> **REQUIRED WORK**: Write down every entry below once more, exactly.
::: GIVEN RECORDS :::
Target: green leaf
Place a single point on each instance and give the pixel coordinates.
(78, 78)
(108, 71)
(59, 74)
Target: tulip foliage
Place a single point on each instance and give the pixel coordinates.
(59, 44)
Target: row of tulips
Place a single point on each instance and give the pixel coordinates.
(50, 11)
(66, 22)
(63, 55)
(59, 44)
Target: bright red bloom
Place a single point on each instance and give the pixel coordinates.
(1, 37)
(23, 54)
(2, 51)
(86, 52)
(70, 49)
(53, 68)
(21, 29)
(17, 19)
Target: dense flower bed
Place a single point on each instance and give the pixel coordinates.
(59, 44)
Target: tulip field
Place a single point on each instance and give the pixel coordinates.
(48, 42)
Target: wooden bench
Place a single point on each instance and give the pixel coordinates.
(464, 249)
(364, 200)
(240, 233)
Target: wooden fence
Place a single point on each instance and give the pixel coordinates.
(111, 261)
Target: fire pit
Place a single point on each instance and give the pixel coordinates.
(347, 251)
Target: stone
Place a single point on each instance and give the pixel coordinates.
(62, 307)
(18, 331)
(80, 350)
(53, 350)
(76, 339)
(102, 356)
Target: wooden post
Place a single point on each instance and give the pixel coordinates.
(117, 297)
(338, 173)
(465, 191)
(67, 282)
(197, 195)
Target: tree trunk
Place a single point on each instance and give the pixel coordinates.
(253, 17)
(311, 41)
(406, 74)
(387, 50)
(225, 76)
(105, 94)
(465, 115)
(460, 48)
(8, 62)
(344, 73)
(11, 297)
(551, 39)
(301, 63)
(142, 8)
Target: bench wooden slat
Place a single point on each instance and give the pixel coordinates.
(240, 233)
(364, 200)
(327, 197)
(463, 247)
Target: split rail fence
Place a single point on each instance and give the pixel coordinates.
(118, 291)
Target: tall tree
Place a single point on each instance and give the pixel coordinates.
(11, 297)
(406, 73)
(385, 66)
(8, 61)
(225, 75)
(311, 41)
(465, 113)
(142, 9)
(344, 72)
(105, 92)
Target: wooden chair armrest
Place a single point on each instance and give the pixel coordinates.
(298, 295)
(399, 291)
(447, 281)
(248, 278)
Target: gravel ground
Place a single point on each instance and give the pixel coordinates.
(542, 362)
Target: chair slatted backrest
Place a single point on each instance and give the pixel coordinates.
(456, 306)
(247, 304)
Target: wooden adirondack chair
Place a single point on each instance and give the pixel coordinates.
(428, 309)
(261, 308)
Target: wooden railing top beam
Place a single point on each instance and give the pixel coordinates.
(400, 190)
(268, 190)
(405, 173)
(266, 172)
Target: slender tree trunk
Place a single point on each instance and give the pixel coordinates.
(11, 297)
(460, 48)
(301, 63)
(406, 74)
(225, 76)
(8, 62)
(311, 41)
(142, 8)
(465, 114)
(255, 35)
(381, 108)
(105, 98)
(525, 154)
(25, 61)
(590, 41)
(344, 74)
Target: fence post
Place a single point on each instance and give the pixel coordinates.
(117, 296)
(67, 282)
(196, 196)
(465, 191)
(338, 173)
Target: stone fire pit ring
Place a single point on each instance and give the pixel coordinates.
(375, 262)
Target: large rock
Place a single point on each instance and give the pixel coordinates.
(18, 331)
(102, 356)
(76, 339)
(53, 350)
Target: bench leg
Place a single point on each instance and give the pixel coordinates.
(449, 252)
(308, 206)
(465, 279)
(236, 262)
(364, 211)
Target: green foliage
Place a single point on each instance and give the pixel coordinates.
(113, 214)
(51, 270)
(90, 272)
:::
> **RESULT OF THE EXERCISE**:
Target: green leaf
Place a single point on each instance and give the pixel coordinates.
(78, 78)
(108, 71)
(59, 74)
Target: tulip foliage
Place a single point on each instance and give the pixel coordinates.
(59, 44)
Target: row of tulips
Place a single point on each instance and give the pixel coordinates.
(50, 11)
(66, 22)
(63, 55)
(59, 44)
Target: bright red bloom
Place a single point on each instance and give the pixel coordinates.
(1, 37)
(23, 54)
(2, 51)
(86, 52)
(70, 49)
(53, 68)
(21, 29)
(17, 19)
Target: dense flower bed
Place a single point on each instance and give the pixel coordinates.
(59, 44)
Target: tulip field
Place a single point on each instance and give the pixel coordinates.
(48, 42)
Target: wooden bench
Place a single point on each instance and give the pixel coordinates.
(464, 249)
(364, 200)
(240, 233)
Target: wooden fence
Place a single point on each instance and give the pixel coordinates.
(111, 261)
Target: fire pit
Place a single point on each instance and give the pixel coordinates.
(347, 251)
Target: stone
Place a single point on each instance and give the pixel coordinates.
(62, 307)
(18, 331)
(80, 350)
(53, 350)
(76, 339)
(102, 356)
Target: wooden post
Place a single point on each instance and give the pixel coordinates.
(117, 297)
(338, 173)
(465, 191)
(67, 282)
(197, 195)
Target: tree trunk
Place a single point on each instance and give the pixel coordinates.
(253, 17)
(311, 41)
(406, 74)
(387, 50)
(225, 76)
(105, 94)
(465, 115)
(460, 48)
(8, 62)
(344, 73)
(11, 297)
(551, 39)
(301, 63)
(142, 8)
Target: bench wooden slat
Place a single point on each instance and give the pixel coordinates.
(240, 233)
(364, 200)
(327, 197)
(463, 247)
Target: split rail fence
Place a single point on each instance and give the pixel coordinates.
(118, 291)
Target: tall tree
Place a single point on each instance and give the pixel coordinates.
(11, 297)
(406, 73)
(385, 66)
(8, 61)
(225, 75)
(311, 41)
(465, 113)
(142, 9)
(344, 72)
(105, 92)
Target: wooden chair armrest
Place a single point on each instance and give the pixel coordinates.
(298, 295)
(399, 291)
(447, 281)
(248, 278)
Target: gravel ground
Place a single point on each instance and give the pixel coordinates.
(542, 362)
Target: chair slatted backrest
Place a single point on each instance and give the pixel coordinates.
(456, 306)
(247, 304)
Target: wooden adirondack chair
Place a single point on each instance and give the pixel coordinates.
(428, 309)
(261, 308)
Target: wooden railing top beam
Place a single point on each instance and give the pixel coordinates.
(400, 190)
(268, 190)
(405, 173)
(266, 172)
Target: slender tree trunk
Place a single point on each instance and give the pixel coordinates.
(11, 297)
(460, 48)
(301, 63)
(406, 74)
(225, 76)
(8, 62)
(311, 41)
(142, 8)
(465, 114)
(255, 35)
(381, 108)
(105, 98)
(525, 154)
(25, 61)
(590, 41)
(344, 74)
Target: fence post
Place a single point on each instance and give the pixel coordinates.
(117, 296)
(67, 282)
(196, 196)
(465, 191)
(338, 173)
Target: stone fire pit ring
Place a single point on each instance and give the pixel coordinates.
(375, 262)
Target: large rock
Place a single point on each instance and give the pixel coordinates.
(18, 331)
(102, 356)
(76, 339)
(53, 350)
Target: bench leg
Place a single point on each instance and give the pixel coordinates.
(449, 252)
(308, 206)
(465, 279)
(236, 262)
(364, 211)
Target: green foliage
Place a single point on each instance and give the pixel coordinates.
(113, 214)
(51, 270)
(90, 272)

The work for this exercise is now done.